GIVEN PASSAGE →
Lagniappe
John
Hall :The
OPEC dilemma for today
With the price of oil falling short of $100, having virtually
trebled in just four years, consumer attention is focussed on
OPEC and repeated demands are calling for more oil but, from
OPEC’s view, the world is not short of oil and there is
nothing for OPEC to do. Can OPEC act and if so what should it
do? The current Summit may not the required setting for any such
action but it is certainly provides an opportunity that should
not be missed.
Three years ago, OPEC was satisfied with $30 for the OPEC basket
price and then in 2006, OPEC was satisfied with the price range
of $50 to $60. Today OPEC has around $85 to $90. Since the US
led invasion of Iraq in 2003, the price of oil has increased
by nearly 200% while the dollar has fallen against sterling by
30% and against the euro by 34%. The gain to oil producers from
the higher oil price more than offsets any loss from the weakening
of the dollar.
Last year OPEC announced that it would cut back oil production
and by early in 2007 the market perceived that shortages would
follow, particularly in Q4 this year.

SHORT TASK A → In the OPEC column, what price range was OPEC satisfied with in 2006?

SOURCE RECORDS →

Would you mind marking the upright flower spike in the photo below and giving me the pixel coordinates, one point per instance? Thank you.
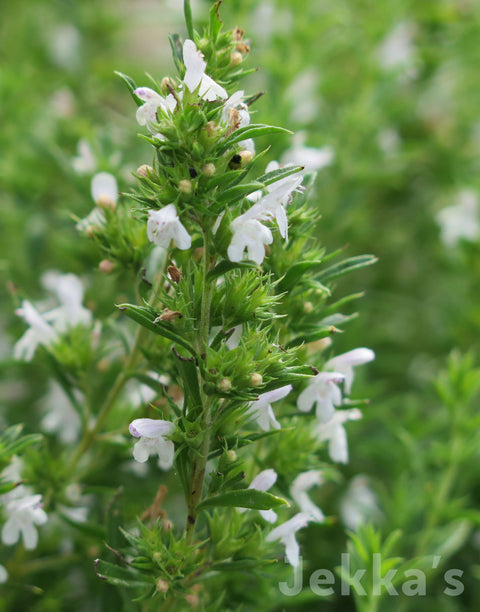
(322, 391)
(262, 411)
(286, 534)
(23, 514)
(263, 482)
(195, 74)
(298, 491)
(334, 432)
(152, 441)
(163, 226)
(345, 363)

SHORT TASK B → Switch "upright" to "vertical" in the records above, keeping everything else the same, and leave the pictures out.

RESULT A → $50 to $60

RESULT B →
Would you mind marking the vertical flower spike in the photo below and giving me the pixel coordinates, one point per instance? Thank you.
(322, 391)
(262, 411)
(286, 534)
(23, 514)
(263, 482)
(195, 74)
(298, 491)
(334, 432)
(152, 441)
(163, 226)
(345, 363)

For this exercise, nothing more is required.